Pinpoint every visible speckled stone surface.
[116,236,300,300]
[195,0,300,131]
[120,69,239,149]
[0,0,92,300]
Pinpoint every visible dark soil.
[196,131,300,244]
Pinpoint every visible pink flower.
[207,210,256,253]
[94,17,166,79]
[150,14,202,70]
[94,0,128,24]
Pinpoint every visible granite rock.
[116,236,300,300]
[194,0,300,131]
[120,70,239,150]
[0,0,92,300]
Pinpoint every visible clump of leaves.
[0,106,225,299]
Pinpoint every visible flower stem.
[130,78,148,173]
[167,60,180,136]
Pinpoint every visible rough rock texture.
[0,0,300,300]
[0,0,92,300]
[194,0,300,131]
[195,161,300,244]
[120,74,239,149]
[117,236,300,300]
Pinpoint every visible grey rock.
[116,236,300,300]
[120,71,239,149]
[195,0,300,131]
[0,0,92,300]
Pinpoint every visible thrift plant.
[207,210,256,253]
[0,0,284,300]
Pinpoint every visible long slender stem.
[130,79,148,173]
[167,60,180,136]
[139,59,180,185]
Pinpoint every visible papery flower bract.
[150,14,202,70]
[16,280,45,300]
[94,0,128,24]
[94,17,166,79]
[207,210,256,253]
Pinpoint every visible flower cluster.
+++++
Can you rewrite every line of the entries above as a JSON list of strings, one string per line, with blank lines left out?

Reply to the exercise:
[
  "Pinpoint every visible speckled stone surface.",
  "[116,236,300,300]",
  "[195,0,300,131]",
  "[120,69,239,149]",
  "[0,0,92,300]",
  "Pinpoint every visible dark soil.",
  "[196,131,300,244]",
  "Pinpoint every visible pink flower.",
  "[207,210,256,253]",
  "[94,17,166,79]",
  "[150,14,202,70]",
  "[94,0,128,24]",
  "Pinpoint every visible granite rock.",
  "[116,236,300,300]",
  "[194,0,300,131]",
  "[120,70,239,150]",
  "[0,0,92,300]",
  "Pinpoint every visible clump of leaves.",
  "[0,106,225,299]",
  "Pinpoint every visible flower stem.",
  "[130,78,148,173]",
  "[167,60,180,136]",
  "Pinpoint every visible rough rock texture.",
  "[0,0,300,300]",
  "[0,0,92,300]",
  "[194,0,300,131]",
  "[195,161,300,244]",
  "[120,74,239,149]",
  "[117,236,300,300]",
  "Pinpoint every visible grey rock.",
  "[116,236,300,300]",
  "[120,71,239,149]",
  "[195,0,300,131]",
  "[0,0,92,300]",
  "Pinpoint every visible thrift plant.",
  "[207,210,256,253]",
  "[0,0,284,300]",
  "Pinpoint every visible long slender stem.",
  "[130,79,148,173]",
  "[167,60,180,136]",
  "[139,59,180,185]",
  "Pinpoint every visible papery flower bract.",
  "[150,14,202,70]",
  "[16,280,45,300]",
  "[94,0,128,24]",
  "[94,17,166,79]",
  "[207,210,256,253]",
  "Pinpoint every visible flower cluster."
]